**TASK PROMPT**
Give back every record below, character for character.

··········

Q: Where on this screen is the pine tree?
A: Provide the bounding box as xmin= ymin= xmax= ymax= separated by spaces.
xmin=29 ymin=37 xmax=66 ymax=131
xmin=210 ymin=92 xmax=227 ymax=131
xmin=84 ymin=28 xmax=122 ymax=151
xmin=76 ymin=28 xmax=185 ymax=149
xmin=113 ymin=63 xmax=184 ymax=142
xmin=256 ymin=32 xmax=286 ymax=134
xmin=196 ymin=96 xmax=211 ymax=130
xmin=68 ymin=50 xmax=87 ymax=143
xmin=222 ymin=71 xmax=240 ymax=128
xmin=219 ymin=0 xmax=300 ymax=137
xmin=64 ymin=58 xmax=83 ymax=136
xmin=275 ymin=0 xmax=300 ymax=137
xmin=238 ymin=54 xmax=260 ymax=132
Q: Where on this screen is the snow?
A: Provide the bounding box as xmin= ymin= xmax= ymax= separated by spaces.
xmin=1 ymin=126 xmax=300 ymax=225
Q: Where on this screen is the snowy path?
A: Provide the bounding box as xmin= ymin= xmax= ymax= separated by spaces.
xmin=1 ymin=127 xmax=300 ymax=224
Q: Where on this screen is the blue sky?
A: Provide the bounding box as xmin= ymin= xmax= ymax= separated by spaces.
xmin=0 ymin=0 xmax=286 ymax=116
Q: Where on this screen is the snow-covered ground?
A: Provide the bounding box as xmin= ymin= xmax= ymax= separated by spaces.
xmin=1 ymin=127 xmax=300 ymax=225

··········

**RESPONSE TO THE TASK**
Q: Where on this screen is the pine tree?
A: Provide the bounding box as xmin= ymin= xmax= ymax= separated by spaces.
xmin=29 ymin=37 xmax=66 ymax=131
xmin=210 ymin=92 xmax=227 ymax=131
xmin=84 ymin=28 xmax=122 ymax=151
xmin=76 ymin=28 xmax=185 ymax=149
xmin=113 ymin=63 xmax=184 ymax=142
xmin=256 ymin=32 xmax=286 ymax=134
xmin=196 ymin=96 xmax=211 ymax=130
xmin=68 ymin=50 xmax=87 ymax=143
xmin=222 ymin=71 xmax=240 ymax=128
xmin=219 ymin=0 xmax=300 ymax=137
xmin=64 ymin=58 xmax=83 ymax=136
xmin=275 ymin=0 xmax=300 ymax=137
xmin=238 ymin=54 xmax=260 ymax=132
Q: Where on this screen is the snow?
A: Provide the bounding box as xmin= ymin= xmax= ymax= separated by spaces.
xmin=1 ymin=126 xmax=300 ymax=225
Q: Where on this screen is the snowy path?
A: Provide the bounding box as xmin= ymin= xmax= ymax= separated by spaces.
xmin=1 ymin=127 xmax=300 ymax=224
Q: Where on this screen is the blue sky?
A: Provide the bounding box as xmin= ymin= xmax= ymax= separated by spaces.
xmin=0 ymin=0 xmax=286 ymax=116
Q: Where on this screen is the snow-covered ground?
A: Provide the bounding box as xmin= ymin= xmax= ymax= separated by spaces.
xmin=1 ymin=127 xmax=300 ymax=225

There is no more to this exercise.